→ **REQUIRED TASKS**
a: Reproduce the theorem 19.42vvv page word for word, from "Theorem 19.42vvv" up to and including "Wolf Lammen, 27-Aug-2023)".
b: Count the lines in the entries that contain the string "yard". Reply with the number alone.

Metamath Proof Explorer

Theorem 19.42vvv

Description: Version of 19.42 with three quantifiers and a disjoint variable condition requiring fewer axioms. (Contributed by NM, 21-Sep-2011) (Proof shortened by Wolf Lammen, 27-Aug-2023)

		Ref	Expression
	Assertion	19.42vvv	⊢ ( ∃ 𝑥 ∃ 𝑦 ∃ 𝑧 ( 𝜑 ∧ 𝜓 ) ↔ ( 𝜑 ∧ ∃ 𝑥 ∃ 𝑦 ∃ 𝑧 𝜓 ) )

Proof

Step	Hyp	Ref	Expression
1		exdistr2	⊢ ( ∃ 𝑥 ∃ 𝑦 ∃ 𝑧 ( 𝜑 ∧ 𝜓 ) ↔ ∃ 𝑥 ( 𝜑 ∧ ∃ 𝑦 ∃ 𝑧 𝜓 ) )
2		19.42v	⊢ ( ∃ 𝑥 ( 𝜑 ∧ ∃ 𝑦 ∃ 𝑧 𝜓 ) ↔ ( 𝜑 ∧ ∃ 𝑥 ∃ 𝑦 ∃ 𝑧 𝜓 ) )
3	1 2	bitri	⊢ ( ∃ 𝑥 ∃ 𝑦 ∃ 𝑧 ( 𝜑 ∧ 𝜓 ) ↔ ( 𝜑 ∧ ∃ 𝑥 ∃ 𝑦 ∃ 𝑧 𝜓 ) )

→ **RECORDS FOR THE TASK**

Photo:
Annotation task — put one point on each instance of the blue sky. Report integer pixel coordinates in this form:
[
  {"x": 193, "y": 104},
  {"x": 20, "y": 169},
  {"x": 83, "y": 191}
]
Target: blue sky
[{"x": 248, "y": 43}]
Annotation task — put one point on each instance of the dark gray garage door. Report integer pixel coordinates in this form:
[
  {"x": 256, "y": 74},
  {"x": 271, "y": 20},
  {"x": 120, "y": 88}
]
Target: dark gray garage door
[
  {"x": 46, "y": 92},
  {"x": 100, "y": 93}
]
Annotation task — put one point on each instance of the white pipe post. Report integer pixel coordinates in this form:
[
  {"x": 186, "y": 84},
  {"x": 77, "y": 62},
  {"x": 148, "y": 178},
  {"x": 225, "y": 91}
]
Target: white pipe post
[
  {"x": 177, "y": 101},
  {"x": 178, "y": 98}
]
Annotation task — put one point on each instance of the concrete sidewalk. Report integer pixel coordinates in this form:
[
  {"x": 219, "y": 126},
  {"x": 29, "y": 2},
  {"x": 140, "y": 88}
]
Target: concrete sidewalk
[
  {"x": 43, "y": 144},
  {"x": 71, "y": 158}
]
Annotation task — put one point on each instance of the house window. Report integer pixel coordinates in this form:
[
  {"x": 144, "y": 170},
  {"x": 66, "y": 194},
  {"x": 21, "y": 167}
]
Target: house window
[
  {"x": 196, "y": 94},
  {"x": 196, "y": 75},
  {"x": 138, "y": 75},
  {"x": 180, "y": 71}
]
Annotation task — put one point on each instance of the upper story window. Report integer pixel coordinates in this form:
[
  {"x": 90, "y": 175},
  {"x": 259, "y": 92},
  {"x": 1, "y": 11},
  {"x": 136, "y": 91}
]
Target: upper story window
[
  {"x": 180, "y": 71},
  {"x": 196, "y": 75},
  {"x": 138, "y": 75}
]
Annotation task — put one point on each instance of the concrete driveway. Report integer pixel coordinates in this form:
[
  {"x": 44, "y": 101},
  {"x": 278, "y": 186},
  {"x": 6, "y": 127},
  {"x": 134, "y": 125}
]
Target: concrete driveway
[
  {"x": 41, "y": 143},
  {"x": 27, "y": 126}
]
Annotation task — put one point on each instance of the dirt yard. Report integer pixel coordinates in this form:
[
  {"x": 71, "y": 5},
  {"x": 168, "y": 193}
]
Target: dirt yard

→ **RESULTS FOR EACH TASK**
a:
Theorem 19.42vvv

Description: Version of 19.42 with three quantifiers and a disjoint variable condition requiring fewer axioms. (Contributed by NM, 21-Sep-2011) (Proof shortened by Wolf Lammen, 27-Aug-2023)

b: 2